1. SDM problems when restarting a database cluster node

0 Recommend
Fabio Galarraga
Posted Jul 10, 2018 09:01 AM

Reply Reply Privately
Hi all.
I'm using SDM 14.1 with CUM3 running over Windows Server 2012 R2 and accessing Oracle 12cRAC.
Oracle 12cRAC works within a cluster of servers.
We have noticed each time an Oracle cluster node is reseted, SDM stop to work and we need to restart the Windows service.

At SDM log file we found entries like this:
SIGNIFICANT
orcl_agent.c
SHUTDOWN of orcl_agent:mdbadmin:bpvirtdb_srvr

We think SDM may continue working because other Oracle cluster nodes are still working.
How can I avoid the need of SDM restart? Do you know some workaround or setting? Is this an expected behaviour and there is nothing to do?

All comment is welcome. Thanks in advance.

Regards,
Fabio.
2. Re: SDM problems when restarting a database cluster node

0 Recommend
Broadcom Employee

Chi Chen
Posted Jul 10, 2018 10:29 AM

Reply Reply Privately
Fabio, what happens for OTHER client connection to the cluster when it is reset? For example, from SDM server, manually run a sql plus connection using the same parameters(cluster Oracle name, same user credential). If this other
client connection lost its connection when the Oracle cluster is reset, then you should work with your DBA to see why and that should not be a SDM issue but rather Oracle cluster configuration. By the way, as a "workaround", you can try to run "pdm_d_refresh" instead of recycle SDM. Thanks _Chi
3. Re: SDM problems when restarting a database cluster node

0 Recommend
Fabio Galarraga
Posted Jul 10, 2018 11:52 AM

Reply Reply Privately
Thank you Chi. DBA say sother applications stay working after a cluster node reset. I think SDM store or use some kind of caching of database connections and this produces the problem.

Aim 1:
Return, unchanged, the lines of the records that begin at the line containing "segment the white backdrop" and run through the end of the records.

Input records:

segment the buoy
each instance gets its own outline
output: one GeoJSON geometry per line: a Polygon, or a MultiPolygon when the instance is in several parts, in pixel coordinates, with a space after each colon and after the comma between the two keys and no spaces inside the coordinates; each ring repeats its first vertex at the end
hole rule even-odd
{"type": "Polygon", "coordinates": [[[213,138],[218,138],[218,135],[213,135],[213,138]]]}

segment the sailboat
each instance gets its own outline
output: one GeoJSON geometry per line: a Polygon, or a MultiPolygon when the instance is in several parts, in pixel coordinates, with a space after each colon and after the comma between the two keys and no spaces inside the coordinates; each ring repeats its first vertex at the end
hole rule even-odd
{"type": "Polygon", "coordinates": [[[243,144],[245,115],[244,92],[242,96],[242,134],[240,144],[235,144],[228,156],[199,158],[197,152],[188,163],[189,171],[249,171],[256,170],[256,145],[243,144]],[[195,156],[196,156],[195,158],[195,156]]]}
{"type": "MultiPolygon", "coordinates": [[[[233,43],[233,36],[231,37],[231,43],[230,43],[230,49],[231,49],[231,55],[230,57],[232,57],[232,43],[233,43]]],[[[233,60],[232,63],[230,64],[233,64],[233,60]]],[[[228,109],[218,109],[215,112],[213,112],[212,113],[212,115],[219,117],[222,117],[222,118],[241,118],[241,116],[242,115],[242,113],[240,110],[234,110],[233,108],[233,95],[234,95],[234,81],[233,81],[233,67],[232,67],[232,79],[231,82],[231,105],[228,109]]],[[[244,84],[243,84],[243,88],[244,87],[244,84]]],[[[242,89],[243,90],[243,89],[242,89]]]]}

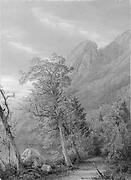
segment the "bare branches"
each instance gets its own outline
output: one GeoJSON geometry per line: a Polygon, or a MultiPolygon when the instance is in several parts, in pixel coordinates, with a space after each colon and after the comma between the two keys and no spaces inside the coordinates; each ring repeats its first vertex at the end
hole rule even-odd
{"type": "MultiPolygon", "coordinates": [[[[2,90],[2,89],[0,89],[0,93],[1,93],[2,98],[3,98],[3,100],[4,100],[4,105],[5,105],[5,107],[6,107],[6,112],[7,112],[7,114],[6,114],[5,118],[8,119],[9,114],[10,114],[10,110],[9,110],[9,106],[8,106],[7,100],[8,100],[9,98],[11,98],[11,97],[14,97],[15,94],[13,93],[12,95],[7,95],[7,96],[6,96],[4,90],[2,90]]],[[[4,111],[4,110],[3,110],[3,111],[4,111]]]]}

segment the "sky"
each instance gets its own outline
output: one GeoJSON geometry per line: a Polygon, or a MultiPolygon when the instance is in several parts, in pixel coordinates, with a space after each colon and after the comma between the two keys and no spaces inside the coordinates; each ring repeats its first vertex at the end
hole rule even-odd
{"type": "Polygon", "coordinates": [[[66,57],[88,39],[103,47],[129,29],[128,0],[1,0],[0,12],[0,84],[18,96],[33,57],[66,57]]]}

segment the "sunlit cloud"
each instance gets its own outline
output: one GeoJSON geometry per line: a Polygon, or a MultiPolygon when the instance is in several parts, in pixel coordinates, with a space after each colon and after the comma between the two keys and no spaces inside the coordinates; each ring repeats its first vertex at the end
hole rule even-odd
{"type": "Polygon", "coordinates": [[[31,45],[25,45],[25,44],[22,44],[21,42],[9,41],[9,44],[11,44],[16,49],[26,51],[27,53],[31,53],[31,54],[39,54],[40,53],[39,51],[33,49],[33,47],[31,45]]]}
{"type": "Polygon", "coordinates": [[[0,80],[2,88],[9,93],[15,93],[17,98],[24,97],[29,94],[31,89],[31,83],[26,83],[25,85],[19,84],[18,79],[13,76],[2,76],[0,80]]]}
{"type": "Polygon", "coordinates": [[[33,15],[41,22],[42,25],[48,26],[50,28],[65,31],[68,34],[79,34],[90,40],[97,41],[100,38],[100,35],[96,32],[90,32],[87,29],[81,27],[78,22],[63,19],[61,17],[45,13],[41,8],[33,8],[33,15]]]}
{"type": "Polygon", "coordinates": [[[1,37],[6,40],[20,40],[25,36],[25,32],[18,28],[2,29],[1,37]]]}

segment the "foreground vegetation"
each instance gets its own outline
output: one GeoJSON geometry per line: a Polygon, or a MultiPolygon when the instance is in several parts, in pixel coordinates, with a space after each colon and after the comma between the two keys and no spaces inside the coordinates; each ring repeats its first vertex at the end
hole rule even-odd
{"type": "MultiPolygon", "coordinates": [[[[36,58],[20,82],[31,81],[32,92],[22,102],[25,114],[37,121],[32,133],[41,136],[44,150],[58,152],[53,159],[46,159],[50,172],[43,172],[22,161],[10,123],[10,96],[1,88],[0,117],[9,143],[1,146],[13,149],[17,165],[1,159],[0,178],[36,179],[51,173],[63,173],[89,157],[102,156],[106,160],[105,172],[96,171],[101,179],[126,179],[131,173],[131,122],[128,99],[119,98],[111,105],[103,105],[97,116],[88,118],[79,99],[69,93],[72,67],[65,59],[53,55],[49,60],[36,58]],[[9,146],[8,146],[9,144],[9,146]],[[9,148],[11,146],[11,148],[9,148]],[[4,167],[4,168],[3,168],[4,167]],[[14,176],[14,177],[13,177],[14,176]]],[[[2,128],[1,128],[2,129],[2,128]]],[[[1,139],[3,142],[3,134],[1,139]]],[[[10,153],[9,153],[10,154],[10,153]]]]}

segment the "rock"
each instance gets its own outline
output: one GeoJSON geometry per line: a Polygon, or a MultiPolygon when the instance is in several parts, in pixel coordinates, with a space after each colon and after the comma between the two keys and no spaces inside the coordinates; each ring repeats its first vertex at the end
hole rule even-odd
{"type": "Polygon", "coordinates": [[[41,167],[41,170],[43,172],[51,172],[52,168],[50,165],[47,165],[47,164],[43,164],[42,167],[41,167]]]}
{"type": "Polygon", "coordinates": [[[32,167],[41,167],[45,163],[45,160],[40,155],[40,153],[33,148],[26,149],[22,155],[21,159],[25,165],[31,165],[32,167]]]}

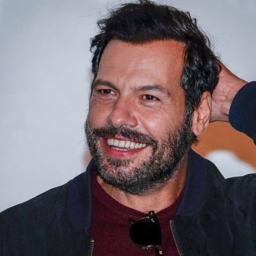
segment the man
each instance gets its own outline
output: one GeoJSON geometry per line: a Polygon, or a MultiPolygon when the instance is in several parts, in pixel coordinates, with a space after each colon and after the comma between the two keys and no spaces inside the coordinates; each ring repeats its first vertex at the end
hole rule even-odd
{"type": "Polygon", "coordinates": [[[255,255],[256,177],[225,180],[190,147],[217,120],[256,142],[256,83],[222,65],[173,8],[141,0],[98,24],[85,125],[93,160],[1,214],[2,254],[255,255]]]}

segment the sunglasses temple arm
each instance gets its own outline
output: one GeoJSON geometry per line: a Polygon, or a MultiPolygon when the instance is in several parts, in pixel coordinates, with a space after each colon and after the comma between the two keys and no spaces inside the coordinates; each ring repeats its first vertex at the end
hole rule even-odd
{"type": "Polygon", "coordinates": [[[155,247],[154,248],[155,250],[155,252],[156,253],[157,256],[160,256],[161,255],[163,256],[163,251],[162,251],[162,248],[161,247],[155,247]]]}

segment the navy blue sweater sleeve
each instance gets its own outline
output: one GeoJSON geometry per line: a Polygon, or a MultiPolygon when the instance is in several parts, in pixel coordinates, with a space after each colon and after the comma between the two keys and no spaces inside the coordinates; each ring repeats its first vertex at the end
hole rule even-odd
{"type": "Polygon", "coordinates": [[[247,83],[236,94],[229,116],[231,125],[256,144],[256,82],[247,83]]]}

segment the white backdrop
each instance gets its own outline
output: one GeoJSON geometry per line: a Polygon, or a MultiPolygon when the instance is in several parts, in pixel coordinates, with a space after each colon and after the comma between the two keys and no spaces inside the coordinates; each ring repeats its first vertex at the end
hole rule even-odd
{"type": "MultiPolygon", "coordinates": [[[[89,38],[107,5],[123,2],[0,0],[0,211],[84,170],[89,38]]],[[[256,79],[255,0],[159,2],[190,11],[228,67],[256,79]]]]}

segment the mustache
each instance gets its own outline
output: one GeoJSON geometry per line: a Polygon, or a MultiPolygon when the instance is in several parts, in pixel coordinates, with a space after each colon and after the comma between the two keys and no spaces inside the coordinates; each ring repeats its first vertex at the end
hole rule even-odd
{"type": "Polygon", "coordinates": [[[117,128],[112,125],[106,125],[100,128],[91,128],[89,127],[88,123],[86,124],[86,132],[87,134],[88,130],[90,131],[93,135],[97,138],[101,137],[106,137],[108,136],[114,137],[116,136],[125,137],[131,140],[137,140],[140,143],[145,143],[147,145],[150,145],[154,152],[158,147],[158,143],[157,140],[152,137],[138,132],[127,126],[122,126],[117,128]]]}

Aim 2:
In the forum thread, retype the passage that begins at the words "We have noticed" and stops after "Thanks in advance.", keeping every character unchanged.

Finished answer 1:
segment the white backdrop
each instance gets its own outline
output: one GeoJSON geometry per line: a Polygon, or a MultiPolygon when the instance is in several parts, in pixel coordinates, with a space after each colon and after the comma between the two keys and no spaces inside the coordinates; each ring repeats its first vertex at the end
hole rule even-odd
{"type": "MultiPolygon", "coordinates": [[[[89,38],[107,5],[123,2],[0,0],[0,211],[84,170],[89,38]]],[[[256,79],[255,0],[159,2],[190,11],[228,67],[256,79]]]]}

segment the mustache
each instance gets its own outline
output: one GeoJSON geometry per line: a Polygon, or a MultiPolygon when the instance is in several parts, in pixel coordinates, with a space after each colon and after the comma between the two keys and no spaces inside the coordinates; each ring repeats its first vertex at the end
hole rule even-odd
{"type": "Polygon", "coordinates": [[[117,128],[112,125],[106,125],[100,128],[91,128],[89,127],[88,123],[86,124],[86,132],[87,134],[88,130],[90,131],[93,135],[97,138],[101,137],[106,137],[108,136],[114,137],[116,136],[125,137],[131,140],[137,140],[140,143],[145,143],[147,145],[150,145],[154,152],[158,147],[158,143],[157,140],[152,137],[138,132],[127,126],[122,126],[117,128]]]}

Finished answer 2:
We have noticed each time an Oracle cluster node is reseted, SDM stop to work and we need to restart the Windows service.

At SDM log file we found entries like this:
SIGNIFICANT
orcl_agent.c
SHUTDOWN of orcl_agent:mdbadmin:bpvirtdb_srvr

We think SDM may continue working because other Oracle cluster nodes are still working.
How can I avoid the need of SDM restart? Do you know some workaround or setting? Is this an expected behaviour and there is nothing to do?

All comment is welcome. Thanks in advance.